* GIVEN PROBLEM 1: Please write out the stretch of rows below from the line containing "- **Query:** flag pole" through the end of the rows, with each line unchanged.

* PASSAGE SHOWN:
A lot of my confusion with Wavestate Native is related to the nomenclature used for it. To wit: Some developers refer to Performances and/or Programs as Soundsets, Presets, Soundbanks, Patches, etc. As a literal person, I was thinking that a soundbank meant just that - actual wav or aiff or whatever audio files that can be imported into Wavestate and used to create performances and programs. I guess that's not the case and one has to make do with the onboard sounds which, for all intents and purposes, are a large amount and highly tweakable.


----------



## Banquet (Mar 28, 2022)

I can't even seem to set the user sample bank area... it doesn't like folders and won't accept the bank I created in Sample Builder. I'm not particularly interested in importing multisamples anyway, I want to put .wav files into the wave sequencer. This is typical Korg... do something really well and then fall down on the UI and understandability.

* DATA PROVIDED:
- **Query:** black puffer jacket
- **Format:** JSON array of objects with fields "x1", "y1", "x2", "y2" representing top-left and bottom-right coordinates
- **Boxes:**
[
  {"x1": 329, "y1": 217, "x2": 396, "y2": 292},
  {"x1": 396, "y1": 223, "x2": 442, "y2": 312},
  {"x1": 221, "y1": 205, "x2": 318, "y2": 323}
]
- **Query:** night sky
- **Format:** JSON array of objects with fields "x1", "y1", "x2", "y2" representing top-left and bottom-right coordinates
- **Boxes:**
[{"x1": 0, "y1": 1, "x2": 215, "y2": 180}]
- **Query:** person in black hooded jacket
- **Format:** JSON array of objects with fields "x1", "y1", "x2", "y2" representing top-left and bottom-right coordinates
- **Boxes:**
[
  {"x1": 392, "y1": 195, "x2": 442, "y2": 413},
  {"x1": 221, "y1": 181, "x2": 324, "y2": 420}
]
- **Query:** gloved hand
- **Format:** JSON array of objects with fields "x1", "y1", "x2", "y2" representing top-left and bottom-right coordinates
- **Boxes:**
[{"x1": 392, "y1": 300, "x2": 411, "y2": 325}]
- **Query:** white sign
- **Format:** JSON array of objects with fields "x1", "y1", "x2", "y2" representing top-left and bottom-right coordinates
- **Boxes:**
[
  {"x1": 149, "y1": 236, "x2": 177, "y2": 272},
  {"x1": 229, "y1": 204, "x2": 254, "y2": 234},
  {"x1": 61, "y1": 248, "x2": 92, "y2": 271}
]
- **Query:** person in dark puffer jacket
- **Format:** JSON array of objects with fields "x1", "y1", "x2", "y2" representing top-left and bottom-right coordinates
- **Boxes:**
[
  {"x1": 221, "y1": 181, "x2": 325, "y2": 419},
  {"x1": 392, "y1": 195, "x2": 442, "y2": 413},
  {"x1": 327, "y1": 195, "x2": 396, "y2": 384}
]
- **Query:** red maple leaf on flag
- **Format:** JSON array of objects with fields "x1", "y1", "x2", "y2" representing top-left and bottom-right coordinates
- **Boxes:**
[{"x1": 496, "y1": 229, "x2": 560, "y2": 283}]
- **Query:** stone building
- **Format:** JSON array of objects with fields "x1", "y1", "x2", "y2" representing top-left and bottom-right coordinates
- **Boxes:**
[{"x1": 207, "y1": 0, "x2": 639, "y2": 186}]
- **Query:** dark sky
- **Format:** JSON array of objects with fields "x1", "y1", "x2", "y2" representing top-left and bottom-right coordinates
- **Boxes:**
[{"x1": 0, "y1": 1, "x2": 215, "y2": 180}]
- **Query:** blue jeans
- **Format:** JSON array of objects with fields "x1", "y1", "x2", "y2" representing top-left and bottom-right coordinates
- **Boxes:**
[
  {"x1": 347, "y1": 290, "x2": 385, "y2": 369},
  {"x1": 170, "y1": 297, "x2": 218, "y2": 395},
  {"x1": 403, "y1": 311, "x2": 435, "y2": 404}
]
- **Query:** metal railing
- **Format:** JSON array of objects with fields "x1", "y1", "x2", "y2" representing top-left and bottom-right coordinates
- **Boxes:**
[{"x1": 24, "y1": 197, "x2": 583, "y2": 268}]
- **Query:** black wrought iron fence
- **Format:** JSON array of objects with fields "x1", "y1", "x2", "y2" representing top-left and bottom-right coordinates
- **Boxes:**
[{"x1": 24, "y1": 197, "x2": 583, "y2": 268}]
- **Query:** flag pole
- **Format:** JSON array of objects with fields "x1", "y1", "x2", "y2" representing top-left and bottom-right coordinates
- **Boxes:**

* GIVEN PROBLEM 2: In the forum thread, what kind of files does Banquet want to put into the wave sequencer?

* WRITTEN RESPONSE 1:
- **Query:** flag pole
- **Format:** JSON array of objects with fields "x1", "y1", "x2", "y2" representing top-left and bottom-right coordinates
- **Boxes:**

* WRITTEN RESPONSE 2: .wav files